# Atividades
**1.** Reproduza fielmente a parte do trecho sobre o PAA que se inicia com as palavras contendo "A MIC de oito" e termina em "entre 31,2-62,5 ppm.".
**2.** Indique se cada afirmação abaixo está de acordo com o trecho sobre o PAA, respondendo sim ou não e citando literalmente as palavras do trecho que decidem a questão. (a) O PAA foi aprovado pelo FDA para uso na indústria de alimentos. (b) O risco de desenvolvimento de resistência ao PAA é considerado alto. (c) O MIC e o MBC dos isolados de leite cru ficaram acima de 250 ppm.
**3.** Escreva a continuação do trecho sobre o PAA a partir do ponto em que ele termina.

# Trecho fornecido
RESULTADOS E DISCUSSÃO
O PAA é comumente utilizado como substituto de compostos à base de cloro em processos de desinfecção e foi aprovado pelo FDA para uso na indústria de alimentos (16, 17). O risco de desenvolvimento de tolerância ou resistência a esse agente é considerado muito baixo devido à baixa especificidade das reações do PAA. Este agente funciona desnaturando proteínas, quebrando a permeabilidade da parede celular e oxidando sulfidrila e ligações de enxofre em proteínas, enzimas e outros metabólitos. Também induz a formação e acúmulo de radicais hidroxila na célula bacteriana, que são letais (18,19).
A MIC de oito (71,7%) dos 11 isolados de saladas prontas para PAA foi ≥ 250 ppm (Tabela 1). O MIC e MBC dos isolados de leite cru estavam entre 31,2-62,5 ppm.

# Dados apresentados
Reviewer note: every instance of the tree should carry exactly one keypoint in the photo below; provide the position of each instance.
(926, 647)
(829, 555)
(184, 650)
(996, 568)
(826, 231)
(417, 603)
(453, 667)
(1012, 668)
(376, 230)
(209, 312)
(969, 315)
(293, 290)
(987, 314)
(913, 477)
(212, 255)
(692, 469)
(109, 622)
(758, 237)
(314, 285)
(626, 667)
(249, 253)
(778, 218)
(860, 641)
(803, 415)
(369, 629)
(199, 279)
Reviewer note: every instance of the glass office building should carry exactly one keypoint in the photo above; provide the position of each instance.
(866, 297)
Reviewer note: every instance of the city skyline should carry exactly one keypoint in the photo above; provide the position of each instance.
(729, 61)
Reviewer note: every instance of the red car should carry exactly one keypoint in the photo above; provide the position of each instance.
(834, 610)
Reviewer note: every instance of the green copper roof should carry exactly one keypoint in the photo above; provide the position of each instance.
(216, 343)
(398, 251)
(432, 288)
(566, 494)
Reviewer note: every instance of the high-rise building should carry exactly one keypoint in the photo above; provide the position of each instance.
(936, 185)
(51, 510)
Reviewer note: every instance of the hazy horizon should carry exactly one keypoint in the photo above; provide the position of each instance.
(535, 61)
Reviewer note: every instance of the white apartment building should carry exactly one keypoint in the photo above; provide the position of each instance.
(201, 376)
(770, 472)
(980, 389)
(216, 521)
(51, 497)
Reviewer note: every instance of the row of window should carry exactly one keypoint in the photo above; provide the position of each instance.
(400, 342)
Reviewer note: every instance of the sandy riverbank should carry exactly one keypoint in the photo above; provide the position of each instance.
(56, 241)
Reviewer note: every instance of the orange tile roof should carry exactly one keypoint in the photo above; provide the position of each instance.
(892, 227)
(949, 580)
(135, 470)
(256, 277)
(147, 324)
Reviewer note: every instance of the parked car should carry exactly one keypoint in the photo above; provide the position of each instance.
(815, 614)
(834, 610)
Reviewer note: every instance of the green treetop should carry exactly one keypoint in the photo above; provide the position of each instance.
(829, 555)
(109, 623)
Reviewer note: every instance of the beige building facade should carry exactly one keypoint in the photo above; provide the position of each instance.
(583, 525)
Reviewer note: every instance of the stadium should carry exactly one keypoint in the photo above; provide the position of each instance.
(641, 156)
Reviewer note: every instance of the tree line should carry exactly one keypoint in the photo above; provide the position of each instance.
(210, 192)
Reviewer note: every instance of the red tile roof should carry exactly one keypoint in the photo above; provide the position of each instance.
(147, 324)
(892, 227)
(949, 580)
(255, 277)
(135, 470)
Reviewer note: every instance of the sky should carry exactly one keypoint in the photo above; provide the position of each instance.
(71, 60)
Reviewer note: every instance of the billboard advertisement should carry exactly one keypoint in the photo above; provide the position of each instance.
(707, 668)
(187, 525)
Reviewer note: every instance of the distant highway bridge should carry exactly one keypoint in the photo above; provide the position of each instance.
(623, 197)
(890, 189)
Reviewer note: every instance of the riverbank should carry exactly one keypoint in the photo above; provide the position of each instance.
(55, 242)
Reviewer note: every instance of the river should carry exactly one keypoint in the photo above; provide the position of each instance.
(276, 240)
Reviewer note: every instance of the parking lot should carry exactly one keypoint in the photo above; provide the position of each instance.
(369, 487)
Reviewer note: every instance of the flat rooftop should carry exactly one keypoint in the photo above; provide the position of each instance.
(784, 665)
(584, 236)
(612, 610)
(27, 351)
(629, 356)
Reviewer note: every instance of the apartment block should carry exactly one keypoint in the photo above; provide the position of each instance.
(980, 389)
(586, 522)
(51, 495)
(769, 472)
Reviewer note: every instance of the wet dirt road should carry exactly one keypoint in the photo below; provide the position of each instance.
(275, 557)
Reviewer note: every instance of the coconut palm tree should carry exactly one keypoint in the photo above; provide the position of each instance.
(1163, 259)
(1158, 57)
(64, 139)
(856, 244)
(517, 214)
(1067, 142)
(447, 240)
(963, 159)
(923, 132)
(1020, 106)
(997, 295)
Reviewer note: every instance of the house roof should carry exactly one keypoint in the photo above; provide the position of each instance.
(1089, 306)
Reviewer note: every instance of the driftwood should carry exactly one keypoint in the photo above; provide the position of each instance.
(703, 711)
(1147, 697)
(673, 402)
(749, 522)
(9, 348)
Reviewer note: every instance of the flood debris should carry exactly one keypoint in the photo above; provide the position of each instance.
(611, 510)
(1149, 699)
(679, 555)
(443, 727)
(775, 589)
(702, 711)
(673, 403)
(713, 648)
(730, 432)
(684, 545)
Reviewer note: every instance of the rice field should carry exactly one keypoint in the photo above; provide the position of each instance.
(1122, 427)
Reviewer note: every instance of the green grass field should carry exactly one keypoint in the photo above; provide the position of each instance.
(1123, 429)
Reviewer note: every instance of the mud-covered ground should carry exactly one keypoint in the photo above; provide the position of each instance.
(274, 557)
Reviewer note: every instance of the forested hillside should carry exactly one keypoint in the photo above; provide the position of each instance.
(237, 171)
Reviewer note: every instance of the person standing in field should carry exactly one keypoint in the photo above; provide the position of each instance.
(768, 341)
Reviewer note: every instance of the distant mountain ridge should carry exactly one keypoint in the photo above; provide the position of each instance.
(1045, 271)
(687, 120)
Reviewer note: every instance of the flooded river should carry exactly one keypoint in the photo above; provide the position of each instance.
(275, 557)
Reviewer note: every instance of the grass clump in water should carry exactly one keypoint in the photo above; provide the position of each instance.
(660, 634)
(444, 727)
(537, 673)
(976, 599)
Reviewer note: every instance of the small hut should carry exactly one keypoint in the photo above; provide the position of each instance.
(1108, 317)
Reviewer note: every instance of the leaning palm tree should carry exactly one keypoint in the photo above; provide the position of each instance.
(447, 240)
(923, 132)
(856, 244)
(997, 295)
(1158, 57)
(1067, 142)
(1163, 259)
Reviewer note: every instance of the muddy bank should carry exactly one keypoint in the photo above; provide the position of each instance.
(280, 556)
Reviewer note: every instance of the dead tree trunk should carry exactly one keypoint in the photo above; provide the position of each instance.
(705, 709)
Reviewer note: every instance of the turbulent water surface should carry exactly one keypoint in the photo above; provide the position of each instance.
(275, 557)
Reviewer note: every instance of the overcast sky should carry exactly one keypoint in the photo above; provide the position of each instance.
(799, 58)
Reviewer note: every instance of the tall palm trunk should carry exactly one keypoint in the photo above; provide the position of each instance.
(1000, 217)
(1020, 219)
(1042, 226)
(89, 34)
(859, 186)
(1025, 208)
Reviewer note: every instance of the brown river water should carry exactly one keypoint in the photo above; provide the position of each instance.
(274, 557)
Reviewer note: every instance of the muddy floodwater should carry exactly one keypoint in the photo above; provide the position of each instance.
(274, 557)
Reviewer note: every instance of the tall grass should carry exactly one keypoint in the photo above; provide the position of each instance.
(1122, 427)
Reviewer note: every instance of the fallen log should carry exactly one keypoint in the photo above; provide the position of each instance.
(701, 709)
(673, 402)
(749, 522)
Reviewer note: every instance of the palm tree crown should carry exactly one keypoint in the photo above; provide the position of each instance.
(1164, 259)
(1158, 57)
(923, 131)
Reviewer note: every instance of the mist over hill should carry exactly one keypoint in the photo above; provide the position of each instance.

# Respostas
**1.**
A MIC de oito (71,7%) dos 11 isolados de saladas prontas para PAA foi ≥ 250 ppm (Tabela 1). O MIC e MBC dos isolados de leite cru estavam entre 31,2-62,5 ppm.

**2.**
(a) Sim: "foi aprovado pelo FDA para uso na indústria de alimentos".
(b) Não: "O risco de desenvolvimento de tolerância ou resistência a esse agente é considerado muito baixo".
(c) Não: "O MIC e MBC dos isolados de leite cru estavam entre 31,2-62,5 ppm."

**3.**
Nossos resultados mostraram que, no caso do PAA, os valores de MIC e MBC dos isolados de leite de cabra cru foram menores do que os isolados de saladas e ficaram abaixo da concentração recomendada pelo FDA (> 100 ppm e < 200 ppm). No entanto, a MIC para oito (71,7%) dos 11 isolados de saladas prontas foi maior ou igual a 250 ppm, sugerindo que o PAA na concentração recomendada não seria eficaz para a inibição desses isolados. Compreender a concentração efetiva de um agente sanitizante é de extrema importância, pois pode prevenir a propagação de bactérias através dos alimentos e sua permanência em superfícies por meio de biofilmes. Já foi descrito, inclusive, surtos em ambiente hospitalar, onde concentrações inadequadas de hipoclorito de sódio foram utilizadas para desinfecção e resultaram na disseminação de uma cepa de A. baumannii resistente a imipenem (IRAB) na unidade de terapia intensiva. Os autores verificaram que apenas concentrações de 5.000 ppm de NaClO fora capazes de controlar e erradicar o surto de IRAB (20).
CONCLUSÕES
Procedimentos eficientes de desinfecção são fundamentais para a prevenção e eliminação de patógenos em instalações agrícolas, saúde, indústria alimentícia e residências. Nossos resultados demonstraram que mesmo Acinetobacter spp. isolados de alimentos podem ser tolerantes às concentrações recomendadas de PAA, amplamente utilizadas na indústria de alimentos e residências.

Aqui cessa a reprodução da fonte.